Objective
Lay out each line of the records below as a Markdown table with the columns Row and Line, numbering the rows and skipping blank lines. Leave the pictures out of the answer.

Records provided
■ ■ ■ ■ ■ ■ ■

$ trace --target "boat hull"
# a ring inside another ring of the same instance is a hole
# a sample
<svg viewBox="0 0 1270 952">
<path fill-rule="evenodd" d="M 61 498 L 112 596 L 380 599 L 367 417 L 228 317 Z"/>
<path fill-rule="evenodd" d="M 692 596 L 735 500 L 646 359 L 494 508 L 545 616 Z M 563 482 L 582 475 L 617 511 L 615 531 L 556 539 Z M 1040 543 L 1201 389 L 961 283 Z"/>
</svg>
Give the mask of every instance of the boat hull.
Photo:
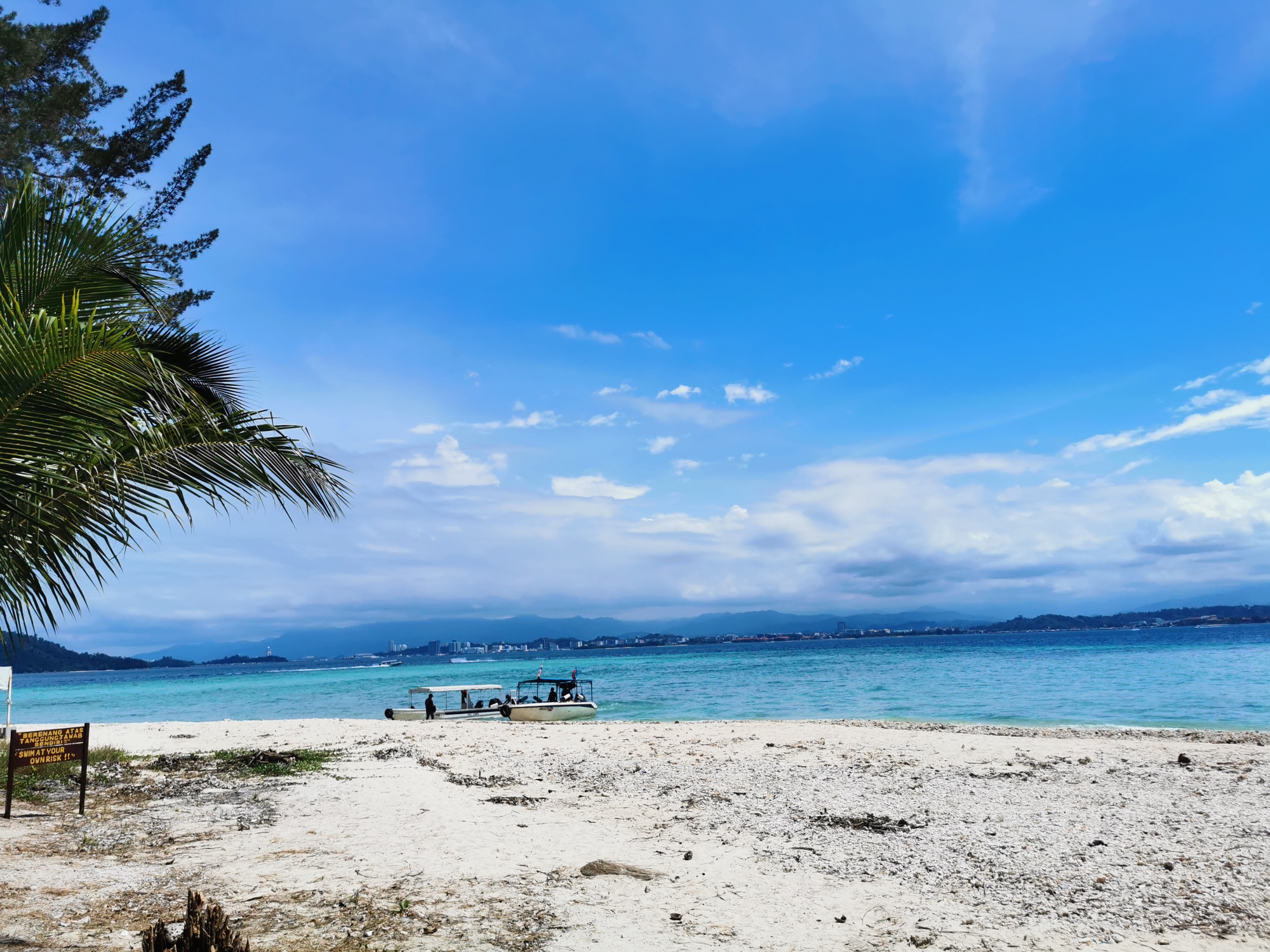
<svg viewBox="0 0 1270 952">
<path fill-rule="evenodd" d="M 390 721 L 424 721 L 428 717 L 422 707 L 389 707 L 384 711 L 384 716 Z M 474 707 L 467 711 L 437 711 L 434 720 L 471 721 L 499 716 L 497 707 Z"/>
<path fill-rule="evenodd" d="M 554 704 L 511 704 L 507 716 L 513 721 L 580 721 L 596 716 L 592 701 L 564 701 Z"/>
</svg>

■ ■ ■ ■ ■ ■ ■

Exercise answer
| Row | Line |
|---|---|
| 1 | $ trace --target "boat hull" |
| 2 | # a ring inside another ring of the same instance is a hole |
| 3 | # a sample |
| 4 | <svg viewBox="0 0 1270 952"> |
| 5 | <path fill-rule="evenodd" d="M 61 498 L 112 596 L 380 599 L 367 417 L 228 317 Z"/> |
| 6 | <path fill-rule="evenodd" d="M 692 596 L 735 500 L 646 359 L 494 508 L 545 616 Z M 563 482 L 582 475 L 617 511 L 615 531 L 556 539 Z M 1040 543 L 1201 389 L 961 283 Z"/> |
| 7 | </svg> |
| 8 | Give the mask of every instance of the boat hull. |
| 9 | Photo: |
| 10 | <svg viewBox="0 0 1270 952"> |
| 11 | <path fill-rule="evenodd" d="M 390 721 L 424 721 L 428 717 L 422 707 L 389 707 L 384 711 L 384 716 Z M 474 707 L 467 711 L 437 711 L 434 720 L 471 721 L 499 716 L 497 707 Z"/> |
| 12 | <path fill-rule="evenodd" d="M 554 704 L 511 704 L 507 716 L 513 721 L 580 721 L 596 716 L 592 701 L 564 701 Z"/> |
| 13 | </svg> |